DIRECTIVE -
Give every line of the listing below as a numbered list, skipping blank lines. Leave the pictures out of your answer.
=======
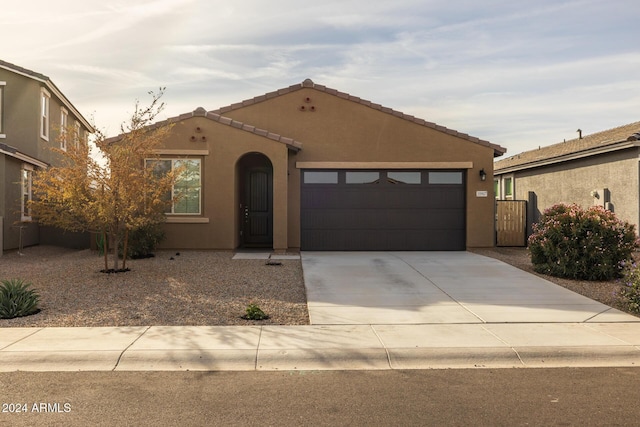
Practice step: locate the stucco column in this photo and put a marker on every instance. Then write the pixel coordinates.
(280, 198)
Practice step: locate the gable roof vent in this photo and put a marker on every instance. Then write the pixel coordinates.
(634, 137)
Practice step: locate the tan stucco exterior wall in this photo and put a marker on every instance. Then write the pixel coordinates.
(340, 130)
(223, 146)
(573, 182)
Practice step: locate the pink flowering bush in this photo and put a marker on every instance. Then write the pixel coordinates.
(584, 244)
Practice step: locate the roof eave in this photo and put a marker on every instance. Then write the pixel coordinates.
(309, 84)
(617, 146)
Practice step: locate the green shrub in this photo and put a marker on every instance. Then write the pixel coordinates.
(583, 244)
(143, 241)
(630, 293)
(254, 312)
(16, 299)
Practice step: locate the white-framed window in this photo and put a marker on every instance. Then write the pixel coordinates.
(45, 100)
(64, 122)
(187, 187)
(25, 181)
(508, 188)
(2, 86)
(78, 136)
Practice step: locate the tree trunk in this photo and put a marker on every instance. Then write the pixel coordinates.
(124, 248)
(105, 249)
(115, 251)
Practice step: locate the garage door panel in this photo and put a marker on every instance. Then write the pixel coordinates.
(382, 216)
=======
SOLUTION -
1. Practice step: locate the stucco column in this photo and put a marker on every instance. Then write the pixel coordinates.
2. (280, 198)
3. Practice step: locate the gable roof vent in this photo and put a marker on every instance. Then write the pixel coordinates.
4. (634, 137)
5. Practice step: locate the tan stucco exterior wall in this photo and put a marker on every instance. Then write the pixel coordinates.
6. (340, 130)
7. (223, 146)
8. (573, 182)
9. Practice step: locate the pink flowering bush in this photo and put a marker on every instance. Then write the pixel coordinates.
10. (584, 244)
11. Practice step: locate the roof eave in this photo and put a marker on every instance. Then write the pixel coordinates.
12. (309, 84)
13. (617, 146)
14. Practice step: locate the green shrub in this photo and put a marker on every instance. Then write the pixel coordinates.
15. (583, 244)
16. (143, 241)
17. (630, 293)
18. (254, 312)
19. (16, 299)
20. Practice step: locate the white-framed window in this photo and put a marker on every instance. Then write the pixel coordinates.
21. (45, 100)
22. (64, 122)
23. (187, 187)
24. (25, 181)
25. (508, 188)
26. (2, 86)
27. (78, 136)
28. Practice step: locate the tree trunk in this photo and put a marker on every instance. Then write the pixel coordinates.
29. (124, 248)
30. (105, 249)
31. (115, 251)
32. Practice step: locate the garage door panel in this photo and put a marker on every instance. Then write the pixel coordinates.
33. (382, 216)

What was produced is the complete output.